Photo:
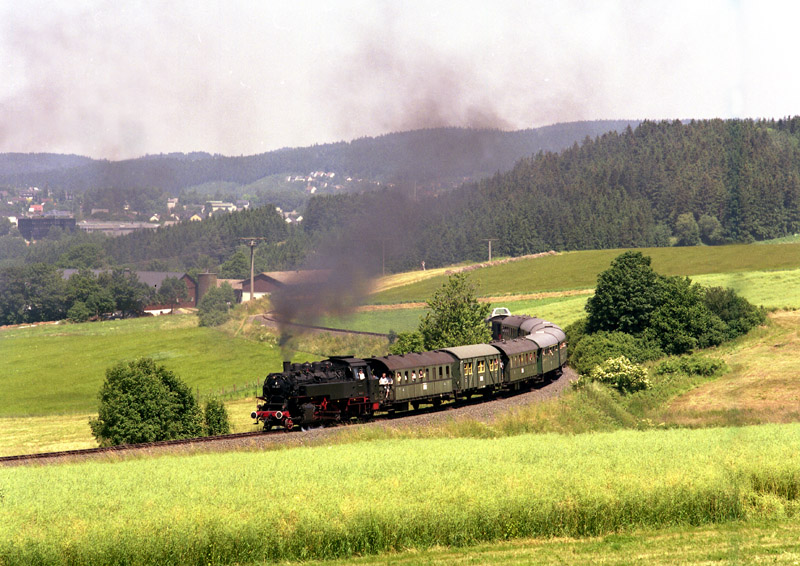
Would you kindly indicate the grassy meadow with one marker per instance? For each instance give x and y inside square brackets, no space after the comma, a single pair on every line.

§ §

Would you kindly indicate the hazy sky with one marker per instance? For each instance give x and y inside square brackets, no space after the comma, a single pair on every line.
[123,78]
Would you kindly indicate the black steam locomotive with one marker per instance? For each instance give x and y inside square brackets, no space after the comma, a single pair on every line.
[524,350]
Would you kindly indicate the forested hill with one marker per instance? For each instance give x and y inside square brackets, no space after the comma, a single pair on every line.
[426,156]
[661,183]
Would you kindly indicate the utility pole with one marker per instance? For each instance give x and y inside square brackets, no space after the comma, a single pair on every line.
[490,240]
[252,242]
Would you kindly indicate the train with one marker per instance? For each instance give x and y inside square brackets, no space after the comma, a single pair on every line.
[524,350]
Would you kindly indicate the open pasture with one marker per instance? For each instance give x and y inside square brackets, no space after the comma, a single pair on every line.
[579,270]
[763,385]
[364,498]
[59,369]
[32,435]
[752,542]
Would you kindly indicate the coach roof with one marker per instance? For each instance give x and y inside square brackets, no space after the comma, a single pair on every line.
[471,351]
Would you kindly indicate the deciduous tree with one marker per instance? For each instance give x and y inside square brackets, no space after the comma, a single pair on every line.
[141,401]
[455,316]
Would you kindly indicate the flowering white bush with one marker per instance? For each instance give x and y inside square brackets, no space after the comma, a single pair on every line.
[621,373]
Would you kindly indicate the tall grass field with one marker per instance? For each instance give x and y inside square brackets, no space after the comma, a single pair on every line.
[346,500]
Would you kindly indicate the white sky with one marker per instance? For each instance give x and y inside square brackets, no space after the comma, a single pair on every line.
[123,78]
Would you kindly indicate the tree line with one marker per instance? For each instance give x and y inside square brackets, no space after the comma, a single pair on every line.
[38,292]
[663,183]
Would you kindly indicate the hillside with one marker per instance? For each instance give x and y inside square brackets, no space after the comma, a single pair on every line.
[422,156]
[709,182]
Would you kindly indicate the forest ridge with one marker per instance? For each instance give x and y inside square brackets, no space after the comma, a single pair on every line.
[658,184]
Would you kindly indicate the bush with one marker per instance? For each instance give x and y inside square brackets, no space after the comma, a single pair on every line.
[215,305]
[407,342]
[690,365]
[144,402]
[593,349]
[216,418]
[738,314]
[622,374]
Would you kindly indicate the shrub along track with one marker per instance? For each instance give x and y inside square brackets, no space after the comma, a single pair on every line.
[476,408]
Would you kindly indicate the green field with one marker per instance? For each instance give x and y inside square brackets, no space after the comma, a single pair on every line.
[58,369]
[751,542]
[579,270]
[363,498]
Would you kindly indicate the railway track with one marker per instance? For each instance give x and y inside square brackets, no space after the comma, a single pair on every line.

§ §

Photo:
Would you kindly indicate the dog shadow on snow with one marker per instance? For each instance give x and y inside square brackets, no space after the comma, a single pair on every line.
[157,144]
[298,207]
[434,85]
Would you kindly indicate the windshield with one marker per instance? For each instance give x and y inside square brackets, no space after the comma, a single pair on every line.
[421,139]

§ §

◆ **Written task**: Pick out every line of the material above that contains the string "field", matching case exactly.

◆ **Finished task**:
Would you kindly indicate the tall grass field with one marker per instance? For each instance give x and y inside square brackets, no space after the comma, a single pair on every line.
Would you kindly indicate the green field with one marker per instance? For each instance give x and y inside square brackets, no space after the comma, a single pair on every line.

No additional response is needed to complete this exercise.